» PROBLEM TO WORK ON:
Please write out every record below exactly as it stands.

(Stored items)
-- Opening Marker --
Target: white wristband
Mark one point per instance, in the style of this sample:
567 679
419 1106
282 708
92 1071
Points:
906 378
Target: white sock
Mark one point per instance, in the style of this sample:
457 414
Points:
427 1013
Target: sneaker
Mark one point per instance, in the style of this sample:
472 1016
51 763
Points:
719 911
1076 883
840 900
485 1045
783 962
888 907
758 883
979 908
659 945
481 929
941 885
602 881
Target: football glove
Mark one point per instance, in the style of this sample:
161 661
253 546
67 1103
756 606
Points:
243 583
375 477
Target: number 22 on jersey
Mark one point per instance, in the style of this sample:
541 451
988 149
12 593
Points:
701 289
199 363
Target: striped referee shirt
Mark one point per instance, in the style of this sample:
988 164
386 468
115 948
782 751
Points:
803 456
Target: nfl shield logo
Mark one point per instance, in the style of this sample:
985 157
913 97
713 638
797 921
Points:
-- Closing Marker --
» COMPLETED TASK:
Target: white wristband
Mark one point per instance, in the style of this sample:
567 679
419 1106
282 708
92 1071
Points:
906 378
Target: white sock
Mark one point per instance, in the style of this sample:
457 414
Points:
427 1013
Target: sneaker
Mark one point per instance, in the style of this sample:
472 1016
51 763
Points:
719 911
1076 883
840 900
485 1045
783 962
888 907
758 883
979 908
659 945
481 929
941 885
602 881
Target: football glove
Mark one point per instance, in the style of this sample:
161 661
253 546
67 1103
756 606
Points:
243 583
375 477
Target: number 22 on jersey
Mark one point per instance, in the style of this sample:
541 451
988 149
12 593
Points:
701 289
199 363
Target: striped referee shirt
Mark one point per instance, in the style of this sample:
988 164
386 468
115 948
782 751
Points:
803 456
Target: nfl shield logo
Mark one point per instance, in the style of this sample:
985 157
913 97
713 638
797 921
Points:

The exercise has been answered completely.